## What the exercise asks:
Write the listing out again, exactly as it appears.

## Dataset entries:
================
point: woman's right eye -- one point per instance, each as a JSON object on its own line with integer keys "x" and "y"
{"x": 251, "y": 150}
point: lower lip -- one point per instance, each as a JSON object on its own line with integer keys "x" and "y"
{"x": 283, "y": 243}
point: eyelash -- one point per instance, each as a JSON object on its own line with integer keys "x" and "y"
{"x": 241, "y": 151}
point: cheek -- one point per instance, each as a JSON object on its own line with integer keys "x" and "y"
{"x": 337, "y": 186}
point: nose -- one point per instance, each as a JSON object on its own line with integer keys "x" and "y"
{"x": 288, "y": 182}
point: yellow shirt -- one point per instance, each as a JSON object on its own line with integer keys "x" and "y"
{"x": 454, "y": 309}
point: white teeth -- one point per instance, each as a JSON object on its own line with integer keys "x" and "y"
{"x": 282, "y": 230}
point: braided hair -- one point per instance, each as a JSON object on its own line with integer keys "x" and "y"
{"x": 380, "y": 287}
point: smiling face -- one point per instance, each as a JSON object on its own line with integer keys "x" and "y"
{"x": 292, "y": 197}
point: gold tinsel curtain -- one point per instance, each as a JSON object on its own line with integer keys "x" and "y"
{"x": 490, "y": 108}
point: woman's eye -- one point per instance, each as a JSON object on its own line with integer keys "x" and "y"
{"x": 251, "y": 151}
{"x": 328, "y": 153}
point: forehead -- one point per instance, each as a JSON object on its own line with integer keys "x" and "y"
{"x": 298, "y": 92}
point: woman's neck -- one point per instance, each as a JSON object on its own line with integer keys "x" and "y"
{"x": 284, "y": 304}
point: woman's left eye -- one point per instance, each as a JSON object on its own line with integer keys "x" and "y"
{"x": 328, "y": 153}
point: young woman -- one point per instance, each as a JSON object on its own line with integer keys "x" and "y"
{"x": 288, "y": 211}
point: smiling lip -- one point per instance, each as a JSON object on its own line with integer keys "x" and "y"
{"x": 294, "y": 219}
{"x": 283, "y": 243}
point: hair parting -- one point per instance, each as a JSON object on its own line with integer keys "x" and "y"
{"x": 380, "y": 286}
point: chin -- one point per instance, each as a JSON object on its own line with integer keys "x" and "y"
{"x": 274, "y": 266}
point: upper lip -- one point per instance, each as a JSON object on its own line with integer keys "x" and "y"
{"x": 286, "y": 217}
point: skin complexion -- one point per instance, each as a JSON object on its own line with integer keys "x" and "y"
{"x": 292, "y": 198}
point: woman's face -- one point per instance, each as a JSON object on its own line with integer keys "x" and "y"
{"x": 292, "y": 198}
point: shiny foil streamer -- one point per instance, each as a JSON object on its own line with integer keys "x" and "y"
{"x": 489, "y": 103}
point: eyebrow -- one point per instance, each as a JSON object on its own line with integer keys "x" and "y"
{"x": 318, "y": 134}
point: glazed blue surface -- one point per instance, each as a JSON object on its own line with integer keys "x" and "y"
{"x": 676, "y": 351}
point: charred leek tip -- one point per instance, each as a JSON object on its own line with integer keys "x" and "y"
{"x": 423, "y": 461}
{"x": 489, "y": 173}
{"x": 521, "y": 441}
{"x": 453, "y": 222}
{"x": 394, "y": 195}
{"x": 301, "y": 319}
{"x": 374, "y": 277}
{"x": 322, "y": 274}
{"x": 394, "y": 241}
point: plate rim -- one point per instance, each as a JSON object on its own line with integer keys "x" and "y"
================
## Answer space:
point: woman's right eye -- one point per instance, each as a JSON object on its own line with integer keys "x" and "y"
{"x": 251, "y": 150}
point: lower lip -- one point per instance, each as a JSON object on its own line with integer keys "x" and "y"
{"x": 283, "y": 243}
point: eyelash -- one point per instance, each as a JSON object on its own line with integer keys "x" and "y"
{"x": 241, "y": 151}
point: cheek -- one point per instance, each as a JSON object on its own line with integer keys "x" and "y"
{"x": 337, "y": 186}
point: nose -- one point per instance, each as a JSON object on its own line with integer keys "x" and "y"
{"x": 288, "y": 182}
point: yellow shirt -- one point per instance, each as a JSON object on its own line with integer keys "x" and "y"
{"x": 454, "y": 309}
point: white teeth -- one point per instance, each as a JSON object on its own line with integer keys "x" and "y"
{"x": 282, "y": 230}
point: braided hair -- one point per instance, each as a JSON object on its own line with integer keys "x" and "y"
{"x": 380, "y": 287}
point: smiling face -- one point per instance, each as a JSON object on its own line with integer keys "x" and "y"
{"x": 292, "y": 197}
point: gold tinsel curtain -- one point per instance, each as a JSON object on its own line with integer keys "x" and "y"
{"x": 490, "y": 108}
point: woman's eye -- one point per instance, each as a JSON object on its own line with integer keys "x" and "y"
{"x": 251, "y": 151}
{"x": 328, "y": 153}
point: forehead -- one point per instance, each as a JSON object on its own line with integer keys "x" and "y"
{"x": 298, "y": 92}
point: woman's neck -- one point per instance, each as a JSON object on its own line with integer keys "x" and "y"
{"x": 284, "y": 304}
point: woman's left eye -- one point per instance, each as a JSON object on its own line with integer keys "x" and "y"
{"x": 328, "y": 153}
point: young woman -- one point per instance, each as a JSON object on its own line with integer keys "x" and "y"
{"x": 288, "y": 211}
point: smiling lip -- one point per instance, each as a JSON object on its own line with integer keys "x" and "y"
{"x": 294, "y": 219}
{"x": 283, "y": 243}
point: hair parting -- one point per instance, each as a JSON object on its own line with integer keys "x" and "y"
{"x": 380, "y": 286}
point: chin -- one point per instance, each as a JSON object on its own line with integer keys "x" and "y"
{"x": 274, "y": 266}
point: upper lip -- one point per instance, each as a JSON object on its own line with integer keys "x" and "y"
{"x": 286, "y": 217}
point: skin complexion -- one point per instance, each as a JSON object on its own line with integer keys "x" and "y"
{"x": 292, "y": 198}
point: woman's face -- one point per instance, each as a JSON object on its own line with integer keys "x" and "y"
{"x": 292, "y": 198}
point: shiny foil streamer -- one point per instance, each as a JSON object on its own line with integer keys "x" and "y"
{"x": 489, "y": 103}
point: eyebrow -- one point per instance, each as a JSON object on its own line with integer keys "x" and "y"
{"x": 318, "y": 134}
point: glazed blue surface -- one point per instance, each as a JSON object on its own line with integer keys "x" and "y"
{"x": 676, "y": 351}
point: charred leek tip -- one point per instance, each as a JSON object on its own line with integer keys "x" and "y"
{"x": 423, "y": 461}
{"x": 489, "y": 173}
{"x": 521, "y": 441}
{"x": 453, "y": 222}
{"x": 394, "y": 195}
{"x": 301, "y": 319}
{"x": 374, "y": 277}
{"x": 322, "y": 274}
{"x": 394, "y": 241}
point: plate rim -- one point per instance, each as a JSON object on its own line with integer keys "x" and "y"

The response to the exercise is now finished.